## Assignment:
Count every line in the data below where "white" occurs, then state that number and nothing more.

Extracted data below:

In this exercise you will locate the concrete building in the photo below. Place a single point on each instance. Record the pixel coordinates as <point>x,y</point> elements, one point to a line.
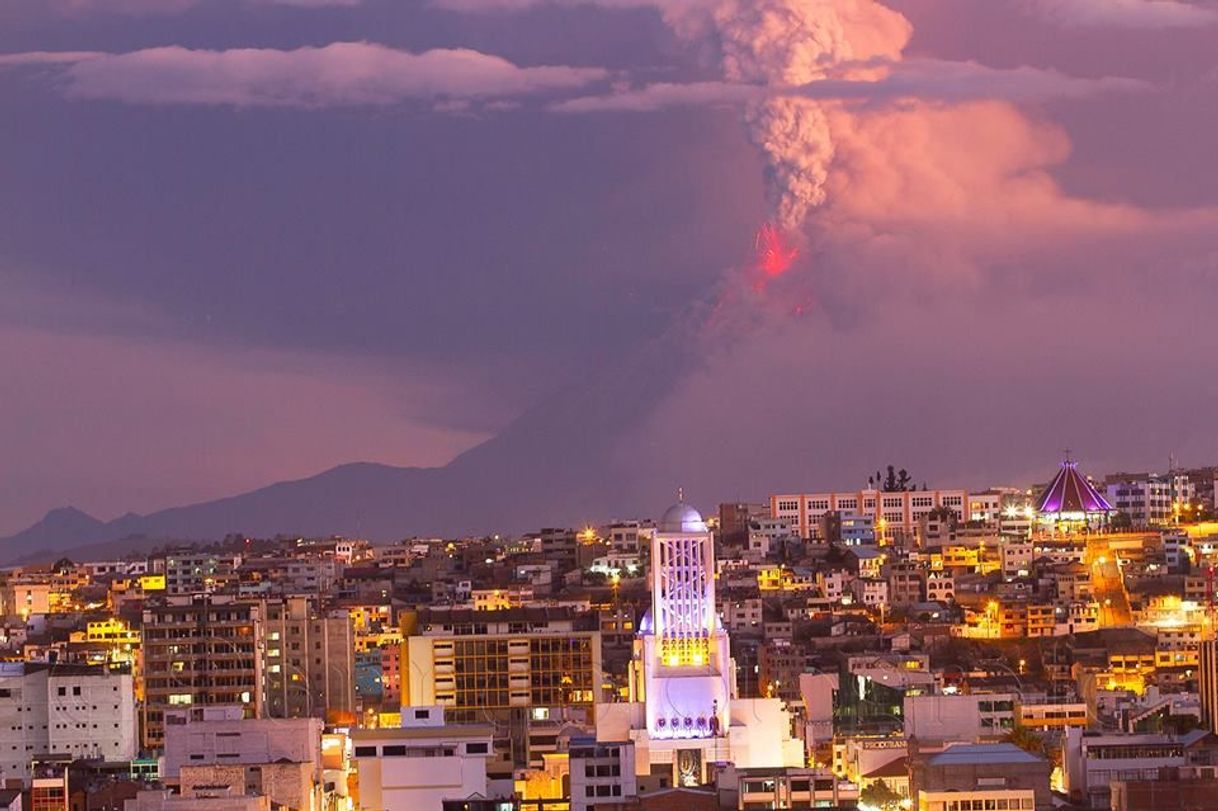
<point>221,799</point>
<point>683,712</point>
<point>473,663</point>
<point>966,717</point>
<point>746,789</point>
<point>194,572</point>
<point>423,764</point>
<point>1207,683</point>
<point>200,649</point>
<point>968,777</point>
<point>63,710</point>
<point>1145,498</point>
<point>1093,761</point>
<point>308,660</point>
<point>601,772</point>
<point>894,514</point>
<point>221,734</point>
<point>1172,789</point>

End of Extracted data.
Extracted data below:

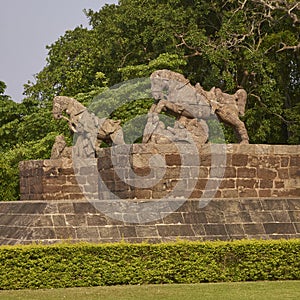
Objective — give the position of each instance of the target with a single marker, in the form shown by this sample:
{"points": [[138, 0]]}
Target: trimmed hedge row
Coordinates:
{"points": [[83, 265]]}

End of Extracted data.
Extracted data below:

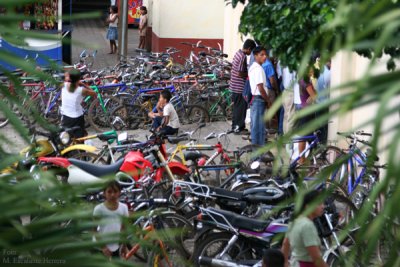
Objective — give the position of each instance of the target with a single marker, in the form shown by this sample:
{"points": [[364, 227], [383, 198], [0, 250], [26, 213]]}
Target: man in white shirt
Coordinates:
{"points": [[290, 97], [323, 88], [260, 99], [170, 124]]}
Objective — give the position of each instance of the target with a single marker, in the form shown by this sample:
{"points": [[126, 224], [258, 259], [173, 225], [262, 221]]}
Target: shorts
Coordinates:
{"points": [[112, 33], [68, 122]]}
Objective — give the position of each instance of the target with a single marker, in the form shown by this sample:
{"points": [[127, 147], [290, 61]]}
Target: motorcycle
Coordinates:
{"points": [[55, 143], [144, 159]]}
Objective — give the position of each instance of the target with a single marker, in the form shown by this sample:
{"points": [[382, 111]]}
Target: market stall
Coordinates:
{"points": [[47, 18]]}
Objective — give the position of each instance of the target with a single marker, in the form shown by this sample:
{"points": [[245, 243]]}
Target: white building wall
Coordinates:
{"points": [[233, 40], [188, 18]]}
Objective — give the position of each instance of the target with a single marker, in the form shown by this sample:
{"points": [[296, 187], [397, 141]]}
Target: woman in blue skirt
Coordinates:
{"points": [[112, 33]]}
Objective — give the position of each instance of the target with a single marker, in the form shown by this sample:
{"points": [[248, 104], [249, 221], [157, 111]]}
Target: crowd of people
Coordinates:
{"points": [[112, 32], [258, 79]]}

End of Extracted data.

## Result of the exercise:
2